Schriftelijke opgave 1:
Beantwoord de volgende vragen over de uitspraak over het bestemmingsplan "Nijmegen-Lindenholt":
(a) Op welke datum is de uitspraak gedaan?
(b) Op welke datum heeft de raad het bestemmingsplan vastgesteld?
(c) Welke stichting heeft op verzoek een deskundigenbericht uitgebracht?
Schriftelijke opgave 2:
Schrijf een vervolg op de uitspraak over het bestemmingsplan "Nijmegen-Lindenholt". Begin direct na de laatste zin.

Tekstfragment:
201011988/1/R2.
Datum uitspraak: 12 december 2012
AFDELING
BESTUURSRECHTSPRAAK
Uitspraak in het geding tussen:
1. [appellant sub 1], wonend te Nijmegen,
2. [appellant sub 2], wonend te Nijmegen,
3. de vereniging Wijkvereniging De Meeuwse Acker, gevestigd te Nijmegen,
de raad van de gemeente Nijmegen,
verweerder.
Bij besluit van 13 oktober 2010 heeft de raad het bestemmingsplan "Nijmegen-Lindenholt" vastgesteld.
Tegen dit besluit hebben [appellant sub 1], [appellant sub 2] en de wijkvereniging beroep ingesteld.
De raad heeft een verweerschrift ingediend.
De Stichting Advisering Bestuursrechtspraak voor Milieu en Ruimtelijke Ordening heeft desverzocht een deskundigenbericht uitgebracht.
[appellant sub 1], [appellant sub 2], de wijkvereniging en de raad hebben hun zienswijze daarop naar voren gebracht.
De raad, de wijkvereniging en de Stichting Alliantie Voortgezet Onderwijs voor Nijmegen en het land van Maas en Waal hebben nadere stukken ingediend.

Inhoud gegevensset:
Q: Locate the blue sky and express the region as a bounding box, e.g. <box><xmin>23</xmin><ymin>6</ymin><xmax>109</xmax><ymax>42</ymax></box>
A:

Uitwerking opgave 1:
(a) Op 12 december 2012.
(b) Op 13 oktober 2010.
(c) De Stichting Advisering Bestuursrechtspraak voor Milieu en Ruimtelijke Ordening.

Uitwerking opgave 2:
De Afdeling heeft de zaak ter zitting behandeld op 16 november 2011, waar [appellant sub 1], [appellant sub 2], de wijkvereniging, vertegenwoordigd door C.M. Xhofleer-Derksen, dr. B.H.M. Kuijpers en N. Gest, en de raad, vertegenwoordigd door ir. M. Muntjewerff, J.L.H. Berkers, J.J. Groeneweg, H. Nijhuis, allen werkzaam bij de gemeente, en A.G.H. van den Hoogen en J.A. de Harder, zijn verschenen. Voorts is ter zitting gehoord de Stichting Alliantie Voortgezet Onderwijs voor Nijmegen en het land van Maas en Waal, vertegenwoordigd door mr. E.C. Visser-Buizert, advocaat te Woerden, en T.M. Peters, D. van Bennekom, ir. P. de Graaff en H. ter Reegen.
Bij tussenuitspraak van 8 februari 2012, nr.
201011988/1/T1/R2, heeft de Afdeling de raad opgedragen om binnen 22 weken na verzending van deze tussenuitspraak de daarin omschreven gebreken in het besluit van 13 oktober 2010 te herstellen. Deze tussenuitspraak is aangehecht.
Bij besluit van 6 juni 2012, bij de Raad van State ingekomen op 14 juni 2012, heeft de raad het besluit van 13 oktober 2010 ingetrokken en het bestemmingsplan "Nijmegen-Lindenholt" opnieuw, gewijzigd, vastgesteld.
Partijen zijn door de Afdeling in de gelegenheid gesteld een zienswijze over het besluit van 6 juni 2012 naar voren te brengen.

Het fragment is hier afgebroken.